→ Exercise instructions
Only the lines from the one with "of the kayaker" to the end of the records are wanted, each repeated exactly, both ends included.

→ Records for the task
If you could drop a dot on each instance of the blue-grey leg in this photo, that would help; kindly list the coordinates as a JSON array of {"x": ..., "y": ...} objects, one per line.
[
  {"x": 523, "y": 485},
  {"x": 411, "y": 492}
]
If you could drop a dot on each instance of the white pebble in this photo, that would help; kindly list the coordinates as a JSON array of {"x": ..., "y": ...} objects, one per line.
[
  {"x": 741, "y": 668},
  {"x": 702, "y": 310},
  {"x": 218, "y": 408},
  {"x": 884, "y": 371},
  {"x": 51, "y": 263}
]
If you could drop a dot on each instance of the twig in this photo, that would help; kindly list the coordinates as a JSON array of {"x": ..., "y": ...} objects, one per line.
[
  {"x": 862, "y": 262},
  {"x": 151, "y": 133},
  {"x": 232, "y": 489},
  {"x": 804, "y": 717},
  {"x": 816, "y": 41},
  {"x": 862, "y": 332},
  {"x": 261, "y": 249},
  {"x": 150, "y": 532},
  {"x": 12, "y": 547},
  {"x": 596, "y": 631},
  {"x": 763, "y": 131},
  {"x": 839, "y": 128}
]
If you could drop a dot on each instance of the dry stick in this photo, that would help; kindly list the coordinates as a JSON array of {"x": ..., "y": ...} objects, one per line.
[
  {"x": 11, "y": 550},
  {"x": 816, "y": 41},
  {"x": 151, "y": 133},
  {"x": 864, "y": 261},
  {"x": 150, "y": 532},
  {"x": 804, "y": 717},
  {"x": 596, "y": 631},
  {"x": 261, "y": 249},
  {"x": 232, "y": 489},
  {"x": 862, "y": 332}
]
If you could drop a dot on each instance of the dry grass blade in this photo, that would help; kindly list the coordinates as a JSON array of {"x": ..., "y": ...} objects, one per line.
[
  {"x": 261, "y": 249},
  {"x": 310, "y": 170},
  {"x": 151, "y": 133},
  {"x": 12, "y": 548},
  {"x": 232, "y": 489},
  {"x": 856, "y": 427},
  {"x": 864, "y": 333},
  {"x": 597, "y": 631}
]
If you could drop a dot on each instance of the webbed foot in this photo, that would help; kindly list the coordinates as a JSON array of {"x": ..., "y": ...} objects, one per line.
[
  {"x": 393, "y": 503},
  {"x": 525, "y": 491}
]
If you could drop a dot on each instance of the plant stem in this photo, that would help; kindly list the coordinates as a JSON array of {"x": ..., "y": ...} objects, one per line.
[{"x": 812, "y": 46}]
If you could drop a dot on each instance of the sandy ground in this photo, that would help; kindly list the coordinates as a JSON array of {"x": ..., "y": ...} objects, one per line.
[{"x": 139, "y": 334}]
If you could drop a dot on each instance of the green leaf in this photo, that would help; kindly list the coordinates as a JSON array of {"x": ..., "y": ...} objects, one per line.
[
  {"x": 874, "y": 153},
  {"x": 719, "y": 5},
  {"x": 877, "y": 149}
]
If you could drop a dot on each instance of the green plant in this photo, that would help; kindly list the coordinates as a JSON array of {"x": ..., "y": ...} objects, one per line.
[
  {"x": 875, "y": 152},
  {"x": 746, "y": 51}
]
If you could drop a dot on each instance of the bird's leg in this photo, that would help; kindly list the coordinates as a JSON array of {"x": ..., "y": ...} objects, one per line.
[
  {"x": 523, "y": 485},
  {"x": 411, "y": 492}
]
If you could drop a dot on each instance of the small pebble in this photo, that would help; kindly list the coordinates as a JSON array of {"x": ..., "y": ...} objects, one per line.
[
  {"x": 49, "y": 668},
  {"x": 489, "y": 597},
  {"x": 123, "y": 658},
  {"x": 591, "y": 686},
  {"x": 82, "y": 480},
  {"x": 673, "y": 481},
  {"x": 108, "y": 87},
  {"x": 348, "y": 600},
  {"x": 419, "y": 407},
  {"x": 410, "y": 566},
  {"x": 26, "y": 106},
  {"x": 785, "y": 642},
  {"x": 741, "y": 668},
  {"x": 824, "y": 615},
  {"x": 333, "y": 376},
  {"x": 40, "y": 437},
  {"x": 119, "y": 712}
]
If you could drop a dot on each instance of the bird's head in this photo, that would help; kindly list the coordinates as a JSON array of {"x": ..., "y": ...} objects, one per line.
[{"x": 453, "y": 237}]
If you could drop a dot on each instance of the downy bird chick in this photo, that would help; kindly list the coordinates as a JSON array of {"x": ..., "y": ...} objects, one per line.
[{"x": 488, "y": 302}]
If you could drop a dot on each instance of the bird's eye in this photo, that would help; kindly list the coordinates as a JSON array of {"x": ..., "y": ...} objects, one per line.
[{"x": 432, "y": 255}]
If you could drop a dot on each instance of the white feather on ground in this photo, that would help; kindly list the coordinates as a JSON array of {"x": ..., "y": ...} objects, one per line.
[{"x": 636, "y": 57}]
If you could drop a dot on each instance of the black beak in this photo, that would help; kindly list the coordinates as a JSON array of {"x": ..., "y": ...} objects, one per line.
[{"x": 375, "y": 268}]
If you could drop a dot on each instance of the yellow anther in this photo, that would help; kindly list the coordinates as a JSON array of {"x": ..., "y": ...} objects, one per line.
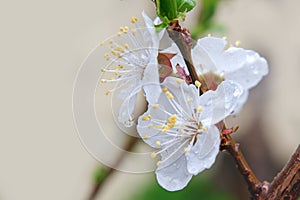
[
  {"x": 179, "y": 81},
  {"x": 237, "y": 43},
  {"x": 158, "y": 127},
  {"x": 164, "y": 130},
  {"x": 169, "y": 95},
  {"x": 106, "y": 56},
  {"x": 133, "y": 31},
  {"x": 189, "y": 100},
  {"x": 186, "y": 150},
  {"x": 153, "y": 155},
  {"x": 158, "y": 143},
  {"x": 117, "y": 54},
  {"x": 158, "y": 163},
  {"x": 145, "y": 118},
  {"x": 120, "y": 48},
  {"x": 199, "y": 108},
  {"x": 146, "y": 136},
  {"x": 150, "y": 125},
  {"x": 107, "y": 92},
  {"x": 133, "y": 19},
  {"x": 198, "y": 84},
  {"x": 155, "y": 106}
]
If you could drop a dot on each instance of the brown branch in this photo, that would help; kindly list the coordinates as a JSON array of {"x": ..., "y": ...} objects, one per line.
[
  {"x": 254, "y": 185},
  {"x": 286, "y": 185},
  {"x": 98, "y": 185},
  {"x": 181, "y": 37}
]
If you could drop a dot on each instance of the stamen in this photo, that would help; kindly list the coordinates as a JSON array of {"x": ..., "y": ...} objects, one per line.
[
  {"x": 146, "y": 136},
  {"x": 155, "y": 106},
  {"x": 106, "y": 56},
  {"x": 186, "y": 149},
  {"x": 158, "y": 163},
  {"x": 189, "y": 100},
  {"x": 133, "y": 19},
  {"x": 178, "y": 81},
  {"x": 199, "y": 108},
  {"x": 107, "y": 92},
  {"x": 150, "y": 125},
  {"x": 237, "y": 43},
  {"x": 158, "y": 143}
]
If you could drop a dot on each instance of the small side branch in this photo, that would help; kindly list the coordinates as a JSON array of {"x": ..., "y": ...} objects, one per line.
[
  {"x": 182, "y": 38},
  {"x": 254, "y": 185},
  {"x": 98, "y": 185},
  {"x": 286, "y": 185}
]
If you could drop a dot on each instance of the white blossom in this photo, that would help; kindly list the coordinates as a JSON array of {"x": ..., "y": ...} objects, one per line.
[
  {"x": 181, "y": 126},
  {"x": 133, "y": 65},
  {"x": 214, "y": 63}
]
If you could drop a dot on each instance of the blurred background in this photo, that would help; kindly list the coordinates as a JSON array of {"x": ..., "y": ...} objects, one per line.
[{"x": 42, "y": 46}]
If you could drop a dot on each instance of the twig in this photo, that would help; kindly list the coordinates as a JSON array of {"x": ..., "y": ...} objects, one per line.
[
  {"x": 286, "y": 185},
  {"x": 98, "y": 186},
  {"x": 254, "y": 185},
  {"x": 182, "y": 39}
]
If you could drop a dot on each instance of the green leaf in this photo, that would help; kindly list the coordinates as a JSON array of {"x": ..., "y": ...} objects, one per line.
[
  {"x": 185, "y": 5},
  {"x": 167, "y": 9}
]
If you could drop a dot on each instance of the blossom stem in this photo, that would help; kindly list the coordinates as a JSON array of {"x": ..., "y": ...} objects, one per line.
[
  {"x": 254, "y": 185},
  {"x": 183, "y": 40},
  {"x": 286, "y": 185},
  {"x": 109, "y": 171}
]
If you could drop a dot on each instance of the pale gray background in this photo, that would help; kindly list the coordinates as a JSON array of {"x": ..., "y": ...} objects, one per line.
[{"x": 42, "y": 45}]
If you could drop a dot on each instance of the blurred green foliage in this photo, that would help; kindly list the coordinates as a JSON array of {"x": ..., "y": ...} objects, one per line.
[
  {"x": 170, "y": 10},
  {"x": 205, "y": 20},
  {"x": 100, "y": 174},
  {"x": 200, "y": 188}
]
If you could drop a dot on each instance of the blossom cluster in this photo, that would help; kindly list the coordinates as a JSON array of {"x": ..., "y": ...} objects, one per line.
[{"x": 182, "y": 116}]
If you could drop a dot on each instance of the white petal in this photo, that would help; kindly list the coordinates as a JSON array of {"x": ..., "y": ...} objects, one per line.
[
  {"x": 203, "y": 154},
  {"x": 177, "y": 59},
  {"x": 251, "y": 72},
  {"x": 206, "y": 54},
  {"x": 126, "y": 111},
  {"x": 217, "y": 105},
  {"x": 174, "y": 177},
  {"x": 231, "y": 59},
  {"x": 182, "y": 94},
  {"x": 240, "y": 102}
]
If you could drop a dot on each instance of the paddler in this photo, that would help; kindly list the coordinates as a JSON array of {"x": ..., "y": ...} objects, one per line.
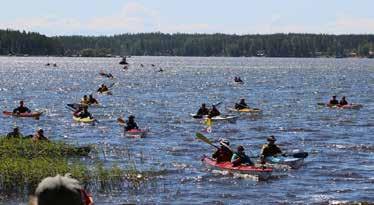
[
  {"x": 103, "y": 88},
  {"x": 214, "y": 112},
  {"x": 343, "y": 101},
  {"x": 39, "y": 136},
  {"x": 334, "y": 101},
  {"x": 15, "y": 134},
  {"x": 85, "y": 100},
  {"x": 92, "y": 100},
  {"x": 21, "y": 108},
  {"x": 83, "y": 113},
  {"x": 270, "y": 149},
  {"x": 224, "y": 153},
  {"x": 203, "y": 110},
  {"x": 130, "y": 123},
  {"x": 241, "y": 104},
  {"x": 239, "y": 157}
]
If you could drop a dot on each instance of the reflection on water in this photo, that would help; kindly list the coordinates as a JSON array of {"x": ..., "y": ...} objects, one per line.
[{"x": 287, "y": 90}]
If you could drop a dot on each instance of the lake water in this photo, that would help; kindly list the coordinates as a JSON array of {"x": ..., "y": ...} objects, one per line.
[{"x": 340, "y": 142}]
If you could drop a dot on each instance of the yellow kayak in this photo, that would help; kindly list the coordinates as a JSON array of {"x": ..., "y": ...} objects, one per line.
[{"x": 84, "y": 120}]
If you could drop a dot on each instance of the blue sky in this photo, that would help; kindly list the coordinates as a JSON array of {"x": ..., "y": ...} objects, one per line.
[{"x": 108, "y": 17}]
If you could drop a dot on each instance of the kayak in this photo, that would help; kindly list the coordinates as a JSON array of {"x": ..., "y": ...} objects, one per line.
[
  {"x": 106, "y": 93},
  {"x": 245, "y": 110},
  {"x": 223, "y": 117},
  {"x": 261, "y": 173},
  {"x": 349, "y": 106},
  {"x": 27, "y": 114},
  {"x": 84, "y": 120},
  {"x": 136, "y": 133},
  {"x": 292, "y": 162}
]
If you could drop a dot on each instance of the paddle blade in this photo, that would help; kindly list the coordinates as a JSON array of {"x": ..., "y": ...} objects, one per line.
[{"x": 300, "y": 155}]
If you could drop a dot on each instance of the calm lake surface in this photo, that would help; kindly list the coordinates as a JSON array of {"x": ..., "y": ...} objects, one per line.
[{"x": 340, "y": 166}]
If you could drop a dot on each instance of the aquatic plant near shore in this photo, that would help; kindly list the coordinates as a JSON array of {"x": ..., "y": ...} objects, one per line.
[{"x": 25, "y": 163}]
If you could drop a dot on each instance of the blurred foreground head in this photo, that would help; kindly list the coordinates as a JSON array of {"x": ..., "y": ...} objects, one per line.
[{"x": 59, "y": 190}]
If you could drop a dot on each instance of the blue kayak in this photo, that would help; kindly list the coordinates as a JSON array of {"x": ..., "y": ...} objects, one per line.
[{"x": 293, "y": 162}]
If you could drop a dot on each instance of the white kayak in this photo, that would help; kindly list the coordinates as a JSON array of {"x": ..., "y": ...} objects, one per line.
[
  {"x": 223, "y": 117},
  {"x": 292, "y": 162}
]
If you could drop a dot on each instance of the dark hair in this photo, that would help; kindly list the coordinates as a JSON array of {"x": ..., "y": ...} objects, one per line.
[{"x": 59, "y": 190}]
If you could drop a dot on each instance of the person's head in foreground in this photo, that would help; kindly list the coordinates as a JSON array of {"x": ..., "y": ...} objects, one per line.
[{"x": 60, "y": 190}]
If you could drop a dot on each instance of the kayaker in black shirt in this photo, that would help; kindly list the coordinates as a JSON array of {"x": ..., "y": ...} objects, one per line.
[
  {"x": 223, "y": 154},
  {"x": 39, "y": 136},
  {"x": 343, "y": 101},
  {"x": 334, "y": 101},
  {"x": 241, "y": 105},
  {"x": 239, "y": 157},
  {"x": 14, "y": 134},
  {"x": 203, "y": 110},
  {"x": 214, "y": 112},
  {"x": 83, "y": 113},
  {"x": 92, "y": 100},
  {"x": 270, "y": 149},
  {"x": 21, "y": 108},
  {"x": 131, "y": 124}
]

→ Exercise result
If you could drop a dot on each instance of the kayaker in black shirt in this photo, that would help; kindly list the coordinates as a JSON array of {"x": ..., "y": ...} objects, one per line.
[
  {"x": 223, "y": 154},
  {"x": 39, "y": 136},
  {"x": 343, "y": 101},
  {"x": 334, "y": 101},
  {"x": 241, "y": 105},
  {"x": 239, "y": 157},
  {"x": 14, "y": 134},
  {"x": 203, "y": 110},
  {"x": 214, "y": 112},
  {"x": 83, "y": 113},
  {"x": 92, "y": 100},
  {"x": 270, "y": 149},
  {"x": 21, "y": 108},
  {"x": 131, "y": 124}
]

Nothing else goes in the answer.